▶ [Given request] Echo the full text on the U.S.–China trade truce word for word.

▶ [Page extract]
------

Chinese President Xi Jinping meets with U.S. President Donald Trump in Busan, South Korea, Oct. 30, 2025. (Photo by Huang Jingwen/Xinhua via Getty Images)

Huang Jingwen | Xinhua News Agency | Getty Images

Even as a U.S.–China trade truce appears to be holding, analysts caution that the détente remains fragile in a rivalry increasingly defined by strategic competition.

A flurry of decisions, outlined in the sweeping trade deal struck by U.S. President Donald Trump with Chinese leader Xi Jinping last month, took effect on Monday, with rollbacks of steep tariffs and export controls.

The U.S. halved fentanyl-linked tariffs on imports from China to 10% and extended for a year a truce that lowered the reciprocal tariff rate from 34% to 10%.

In return, China’s Ministry of Commerce rolled back several export restrictions on critical minerals and rare earth materials to the U.S. on Monday. Those curbs, first imposed on Oct. 9, had targeted materials vital for military hardware, semiconductors, and other high-tech industries.

------

(Detection annotation records)
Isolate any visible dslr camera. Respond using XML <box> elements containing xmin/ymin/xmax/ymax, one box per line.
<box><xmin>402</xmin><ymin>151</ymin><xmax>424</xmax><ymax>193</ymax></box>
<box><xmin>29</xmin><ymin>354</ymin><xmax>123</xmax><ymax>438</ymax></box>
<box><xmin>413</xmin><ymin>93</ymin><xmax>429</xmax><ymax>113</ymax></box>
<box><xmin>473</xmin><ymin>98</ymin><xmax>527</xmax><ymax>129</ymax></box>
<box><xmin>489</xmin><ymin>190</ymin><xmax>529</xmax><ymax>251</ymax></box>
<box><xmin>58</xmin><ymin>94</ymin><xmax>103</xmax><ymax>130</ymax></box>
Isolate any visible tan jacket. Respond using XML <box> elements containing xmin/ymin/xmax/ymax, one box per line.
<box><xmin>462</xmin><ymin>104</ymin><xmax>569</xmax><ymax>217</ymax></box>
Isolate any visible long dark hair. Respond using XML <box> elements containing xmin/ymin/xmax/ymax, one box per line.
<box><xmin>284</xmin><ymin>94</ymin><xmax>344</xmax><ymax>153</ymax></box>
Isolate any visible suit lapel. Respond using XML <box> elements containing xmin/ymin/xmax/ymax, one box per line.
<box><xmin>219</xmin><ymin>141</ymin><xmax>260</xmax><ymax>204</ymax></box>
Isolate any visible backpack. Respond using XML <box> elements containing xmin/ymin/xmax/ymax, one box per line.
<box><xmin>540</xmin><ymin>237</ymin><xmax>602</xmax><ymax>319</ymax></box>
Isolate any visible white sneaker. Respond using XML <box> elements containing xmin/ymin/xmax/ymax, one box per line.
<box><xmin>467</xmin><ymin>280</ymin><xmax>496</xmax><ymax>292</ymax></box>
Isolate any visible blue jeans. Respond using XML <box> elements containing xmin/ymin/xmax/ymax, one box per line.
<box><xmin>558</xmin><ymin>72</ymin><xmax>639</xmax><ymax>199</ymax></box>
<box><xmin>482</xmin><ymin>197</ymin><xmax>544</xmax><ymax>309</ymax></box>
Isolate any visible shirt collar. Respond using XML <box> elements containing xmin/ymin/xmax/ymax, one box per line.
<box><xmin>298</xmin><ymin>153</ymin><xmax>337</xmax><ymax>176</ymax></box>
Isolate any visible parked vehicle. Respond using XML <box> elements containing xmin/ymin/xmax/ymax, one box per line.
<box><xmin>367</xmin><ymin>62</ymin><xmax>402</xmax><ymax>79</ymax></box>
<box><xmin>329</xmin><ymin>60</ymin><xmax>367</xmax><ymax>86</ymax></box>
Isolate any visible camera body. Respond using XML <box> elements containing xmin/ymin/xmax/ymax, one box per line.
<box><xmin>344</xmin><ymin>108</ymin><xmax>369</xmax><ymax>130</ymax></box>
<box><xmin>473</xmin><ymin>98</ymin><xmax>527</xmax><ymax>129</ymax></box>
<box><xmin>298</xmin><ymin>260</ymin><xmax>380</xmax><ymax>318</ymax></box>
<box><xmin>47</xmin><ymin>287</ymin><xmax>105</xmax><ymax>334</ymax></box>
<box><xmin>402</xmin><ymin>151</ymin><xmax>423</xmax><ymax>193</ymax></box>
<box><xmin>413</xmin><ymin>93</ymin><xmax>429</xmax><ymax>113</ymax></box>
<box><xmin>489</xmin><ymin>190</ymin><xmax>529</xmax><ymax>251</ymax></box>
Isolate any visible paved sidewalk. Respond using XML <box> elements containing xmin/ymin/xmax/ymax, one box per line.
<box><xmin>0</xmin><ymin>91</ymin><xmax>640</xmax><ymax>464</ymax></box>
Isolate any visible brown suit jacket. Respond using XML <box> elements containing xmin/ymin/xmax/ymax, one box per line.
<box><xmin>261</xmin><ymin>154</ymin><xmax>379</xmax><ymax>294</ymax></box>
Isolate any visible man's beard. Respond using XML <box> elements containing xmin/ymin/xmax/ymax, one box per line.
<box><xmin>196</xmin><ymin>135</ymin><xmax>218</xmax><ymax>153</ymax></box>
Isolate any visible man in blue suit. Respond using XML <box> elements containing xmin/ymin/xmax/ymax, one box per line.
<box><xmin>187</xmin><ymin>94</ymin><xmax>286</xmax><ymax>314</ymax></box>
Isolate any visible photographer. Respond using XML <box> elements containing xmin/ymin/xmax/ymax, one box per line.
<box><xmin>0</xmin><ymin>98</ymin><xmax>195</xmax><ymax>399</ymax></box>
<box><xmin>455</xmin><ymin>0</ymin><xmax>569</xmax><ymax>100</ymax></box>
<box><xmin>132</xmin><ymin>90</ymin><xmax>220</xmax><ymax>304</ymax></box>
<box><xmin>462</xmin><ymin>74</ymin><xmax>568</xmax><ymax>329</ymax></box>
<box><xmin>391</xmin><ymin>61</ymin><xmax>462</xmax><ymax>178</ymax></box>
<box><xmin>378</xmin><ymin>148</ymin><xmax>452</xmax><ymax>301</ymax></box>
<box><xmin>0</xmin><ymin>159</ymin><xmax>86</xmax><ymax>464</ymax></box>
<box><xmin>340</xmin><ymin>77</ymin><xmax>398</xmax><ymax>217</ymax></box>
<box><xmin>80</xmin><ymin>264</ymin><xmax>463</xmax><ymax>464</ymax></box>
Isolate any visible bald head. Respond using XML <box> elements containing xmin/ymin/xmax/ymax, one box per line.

------

▶ [Written response]
Chinese President Xi Jinping meets with U.S. President Donald Trump in Busan, South Korea, Oct. 30, 2025. (Photo by Huang Jingwen/Xinhua via Getty Images)

Huang Jingwen | Xinhua News Agency | Getty Images

Even as a U.S.–China trade truce appears to be holding, analysts caution that the détente remains fragile in a rivalry increasingly defined by strategic competition.

A flurry of decisions, outlined in the sweeping trade deal struck by U.S. President Donald Trump with Chinese leader Xi Jinping last month, took effect on Monday, with rollbacks of steep tariffs and export controls.

The U.S. halved fentanyl-linked tariffs on imports from China to 10% and extended for a year a truce that lowered the reciprocal tariff rate from 34% to 10%.

In return, China’s Ministry of Commerce rolled back several export restrictions on critical minerals and rare earth materials to the U.S. on Monday. Those curbs, first imposed on Oct. 9, had targeted materials vital for military hardware, semiconductors, and other high-tech industries.